## WHAT YOU NEED TO DO
Please reproduce all of the material below word for word, with every character, space and line break left unchanged.

** begin RAW RECORDS **

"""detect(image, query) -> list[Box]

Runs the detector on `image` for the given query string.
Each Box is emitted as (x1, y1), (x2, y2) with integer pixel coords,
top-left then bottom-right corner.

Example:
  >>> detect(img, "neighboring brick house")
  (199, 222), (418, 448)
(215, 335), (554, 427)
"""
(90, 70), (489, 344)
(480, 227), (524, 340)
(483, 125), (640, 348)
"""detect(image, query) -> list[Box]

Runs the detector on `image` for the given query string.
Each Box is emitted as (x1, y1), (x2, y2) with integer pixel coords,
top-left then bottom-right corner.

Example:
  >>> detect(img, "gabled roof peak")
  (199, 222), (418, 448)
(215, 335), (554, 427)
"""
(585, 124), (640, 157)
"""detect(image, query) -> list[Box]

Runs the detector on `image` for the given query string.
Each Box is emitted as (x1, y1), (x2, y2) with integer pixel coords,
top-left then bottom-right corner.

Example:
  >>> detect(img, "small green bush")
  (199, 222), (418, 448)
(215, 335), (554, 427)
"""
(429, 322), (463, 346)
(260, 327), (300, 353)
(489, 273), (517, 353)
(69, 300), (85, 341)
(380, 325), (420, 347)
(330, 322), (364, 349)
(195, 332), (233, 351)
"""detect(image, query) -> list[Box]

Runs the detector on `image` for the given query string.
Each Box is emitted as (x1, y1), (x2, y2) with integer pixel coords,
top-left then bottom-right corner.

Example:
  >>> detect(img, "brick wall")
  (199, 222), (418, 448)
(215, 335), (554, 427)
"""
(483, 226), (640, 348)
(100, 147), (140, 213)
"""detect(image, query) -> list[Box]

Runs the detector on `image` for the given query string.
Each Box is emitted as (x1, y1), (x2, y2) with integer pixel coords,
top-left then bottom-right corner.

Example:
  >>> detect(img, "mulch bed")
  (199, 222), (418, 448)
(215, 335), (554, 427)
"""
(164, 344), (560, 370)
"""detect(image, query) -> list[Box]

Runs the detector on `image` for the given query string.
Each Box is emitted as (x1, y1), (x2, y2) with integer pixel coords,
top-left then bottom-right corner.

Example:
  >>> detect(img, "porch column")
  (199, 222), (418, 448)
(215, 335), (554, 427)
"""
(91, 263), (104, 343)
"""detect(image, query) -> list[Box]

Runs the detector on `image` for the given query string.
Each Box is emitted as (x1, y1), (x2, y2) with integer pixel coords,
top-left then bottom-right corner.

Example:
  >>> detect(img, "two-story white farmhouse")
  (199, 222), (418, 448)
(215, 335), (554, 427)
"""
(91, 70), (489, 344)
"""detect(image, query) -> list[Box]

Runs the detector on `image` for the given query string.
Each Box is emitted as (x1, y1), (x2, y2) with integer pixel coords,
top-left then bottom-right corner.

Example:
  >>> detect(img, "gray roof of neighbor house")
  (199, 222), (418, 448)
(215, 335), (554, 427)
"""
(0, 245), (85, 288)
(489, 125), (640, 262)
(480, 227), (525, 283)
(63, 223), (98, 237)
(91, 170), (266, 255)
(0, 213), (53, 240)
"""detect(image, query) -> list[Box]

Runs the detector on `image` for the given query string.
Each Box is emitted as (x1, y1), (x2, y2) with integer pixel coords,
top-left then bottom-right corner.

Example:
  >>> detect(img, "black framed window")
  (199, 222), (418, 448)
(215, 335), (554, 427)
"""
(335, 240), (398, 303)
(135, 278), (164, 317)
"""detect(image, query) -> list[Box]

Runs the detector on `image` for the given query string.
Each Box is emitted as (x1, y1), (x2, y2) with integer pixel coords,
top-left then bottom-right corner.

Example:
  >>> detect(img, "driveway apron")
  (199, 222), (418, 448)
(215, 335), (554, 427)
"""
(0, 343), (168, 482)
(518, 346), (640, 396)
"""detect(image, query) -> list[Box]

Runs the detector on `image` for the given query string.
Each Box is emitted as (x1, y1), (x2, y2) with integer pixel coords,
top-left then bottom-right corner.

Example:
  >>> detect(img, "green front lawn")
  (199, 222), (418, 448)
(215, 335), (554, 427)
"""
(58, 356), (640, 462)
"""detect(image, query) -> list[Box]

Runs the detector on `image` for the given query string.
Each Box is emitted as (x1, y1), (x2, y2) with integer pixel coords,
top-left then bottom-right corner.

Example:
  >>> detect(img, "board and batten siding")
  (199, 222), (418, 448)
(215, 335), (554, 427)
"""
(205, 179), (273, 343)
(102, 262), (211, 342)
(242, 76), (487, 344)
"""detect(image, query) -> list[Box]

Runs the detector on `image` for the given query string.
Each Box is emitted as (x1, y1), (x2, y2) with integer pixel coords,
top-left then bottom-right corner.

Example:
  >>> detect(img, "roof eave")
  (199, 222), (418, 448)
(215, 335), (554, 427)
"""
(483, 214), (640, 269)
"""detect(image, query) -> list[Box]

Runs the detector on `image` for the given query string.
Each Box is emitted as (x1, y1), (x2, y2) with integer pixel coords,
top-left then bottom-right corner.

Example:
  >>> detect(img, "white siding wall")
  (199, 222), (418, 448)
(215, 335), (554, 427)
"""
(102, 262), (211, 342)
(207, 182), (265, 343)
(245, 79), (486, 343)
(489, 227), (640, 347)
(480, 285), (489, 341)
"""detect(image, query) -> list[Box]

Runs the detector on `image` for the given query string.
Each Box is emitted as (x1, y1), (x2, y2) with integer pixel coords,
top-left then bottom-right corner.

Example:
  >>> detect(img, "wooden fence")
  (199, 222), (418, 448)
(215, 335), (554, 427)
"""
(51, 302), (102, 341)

** end RAW RECORDS **

## TASK SOLUTION
"""detect(image, query) -> list[Box]

Runs the detector on `image` for the given query string.
Each Box is emitted as (x1, y1), (x2, y2) with integer pixel coords,
top-left then bottom-right corner.

Example:
  >>> detect(img, "neighboring brick house")
  (199, 222), (418, 448)
(215, 335), (554, 427)
"""
(90, 70), (489, 344)
(480, 227), (524, 340)
(483, 125), (640, 348)
"""detect(image, query) -> list[Box]

Runs the detector on `image` for the given query string.
Each Box is emitted as (x1, y1), (x2, y2) with integer pixel coords,
top-left then bottom-right corner.

Example:
  >>> detect(img, "gabled roof peak")
  (199, 222), (418, 448)
(215, 335), (554, 427)
"""
(585, 124), (640, 157)
"""detect(image, query) -> list[Box]

Runs the detector on `image` for the given query string.
Each Box is emitted as (x1, y1), (x2, y2) with integer pixel coords,
top-left then bottom-right corner.

Example:
  >>> detect(img, "small green bush")
  (199, 222), (418, 448)
(215, 335), (554, 427)
"""
(429, 322), (463, 346)
(260, 327), (300, 353)
(489, 273), (517, 353)
(69, 300), (85, 341)
(380, 325), (420, 347)
(330, 322), (364, 349)
(195, 332), (233, 351)
"""detect(image, query) -> list[Box]

Runs the detector on `image` for the given query string.
Each Box is emitted as (x1, y1), (x2, y2) with integer pixel coords,
top-left then bottom-right corner.

Example:
  >>> detect(img, "brick wall")
  (199, 222), (418, 448)
(215, 335), (554, 427)
"""
(483, 226), (640, 348)
(100, 147), (140, 213)
"""detect(image, query) -> list[Box]

Runs the detector on `image` for the given query string.
Each Box is emitted as (x1, y1), (x2, y2) with integer pixel coords,
top-left then bottom-right corner.

Example:
  >>> detect(img, "mulch bed")
  (199, 222), (418, 448)
(215, 335), (554, 427)
"""
(164, 344), (560, 370)
"""detect(image, query) -> list[Box]

Runs the detector on `image` for the given query string.
Each Box is emitted as (x1, y1), (x2, y2) with integer pixel coords,
top-left then bottom-right corner.

Example:
  >>> detect(img, "porch column")
  (199, 222), (418, 448)
(215, 335), (554, 427)
"""
(91, 263), (104, 343)
"""detect(image, query) -> list[Box]

Runs the detector on `image` for the given query string.
Each Box is emitted as (x1, y1), (x2, y2) with integer pixel coords,
top-left then bottom-right corner.

Example:
  >>> detect(img, "two-story white farmhouse")
  (199, 222), (418, 448)
(215, 335), (554, 427)
"""
(91, 70), (489, 344)
"""detect(image, query) -> list[Box]

Runs the detector on `image` for the given query string.
Each Box is emitted as (x1, y1), (x2, y2) with integer pixel coords,
top-left then bottom-right corner.

Example:
  >>> detect(img, "gray roof of neighbor house")
  (199, 222), (418, 448)
(215, 335), (554, 427)
"""
(0, 245), (85, 288)
(489, 125), (640, 262)
(480, 227), (525, 283)
(63, 223), (98, 237)
(91, 170), (266, 255)
(0, 213), (53, 240)
"""detect(image, query) -> list[Box]

Runs the detector on `image` for the given query string.
Each Box is emitted as (x1, y1), (x2, y2) with integer pixel coords,
top-left then bottom-right corner.

Example:
  >>> detect(img, "black framed window")
  (199, 222), (418, 448)
(215, 335), (554, 427)
"""
(335, 240), (398, 303)
(135, 278), (164, 317)
"""detect(image, query) -> list[Box]

Runs the detector on `image` for the given query string.
Each Box is emitted as (x1, y1), (x2, y2) with integer pixel coords,
top-left then bottom-right corner.

Example:
  >>> detect(img, "driveway apron")
  (199, 222), (418, 448)
(215, 335), (554, 427)
"""
(0, 343), (168, 482)
(518, 346), (640, 396)
"""detect(image, query) -> list[Box]

Runs the detector on `image` for the given query string.
Each Box is emitted as (x1, y1), (x2, y2) with integer pixel coords,
top-left then bottom-right corner.

Example:
  >>> detect(img, "green front lawn")
  (199, 222), (418, 448)
(215, 335), (554, 427)
"""
(58, 356), (640, 462)
"""detect(image, query) -> list[Box]

Runs the detector on `image` for the given query string.
Each Box is emitted as (x1, y1), (x2, y2) with integer pixel coords,
top-left then bottom-right corner.

Example:
  >>> detect(img, "board and batten siding")
  (199, 222), (418, 448)
(215, 335), (554, 427)
"""
(205, 179), (273, 343)
(102, 262), (211, 342)
(242, 76), (487, 344)
"""detect(image, query) -> list[Box]

Runs the detector on `image` for the given query string.
Each Box is emitted as (x1, y1), (x2, y2) with integer pixel coords,
top-left then bottom-right corner.

Example:
  >>> detect(img, "roof eave")
  (199, 222), (418, 448)
(215, 335), (554, 427)
"""
(483, 214), (640, 269)
"""detect(image, query) -> list[Box]

Runs the detector on `image` for the given query string.
Each Box is emitted as (x1, y1), (x2, y2) with integer pixel coords,
top-left then bottom-right corner.

Example:
  >>> detect(img, "white siding wall")
  (199, 222), (418, 448)
(215, 335), (554, 427)
"""
(102, 262), (211, 342)
(207, 182), (265, 343)
(245, 79), (486, 343)
(489, 227), (640, 347)
(480, 285), (489, 341)
"""detect(image, query) -> list[Box]

Runs the detector on `image` for the given query string.
Each Box is emitted as (x1, y1), (x2, y2) with integer pixel coords,
top-left then bottom-right corner.

Example:
  >>> detect(img, "wooden fence")
  (199, 222), (418, 448)
(215, 335), (554, 427)
"""
(51, 302), (102, 341)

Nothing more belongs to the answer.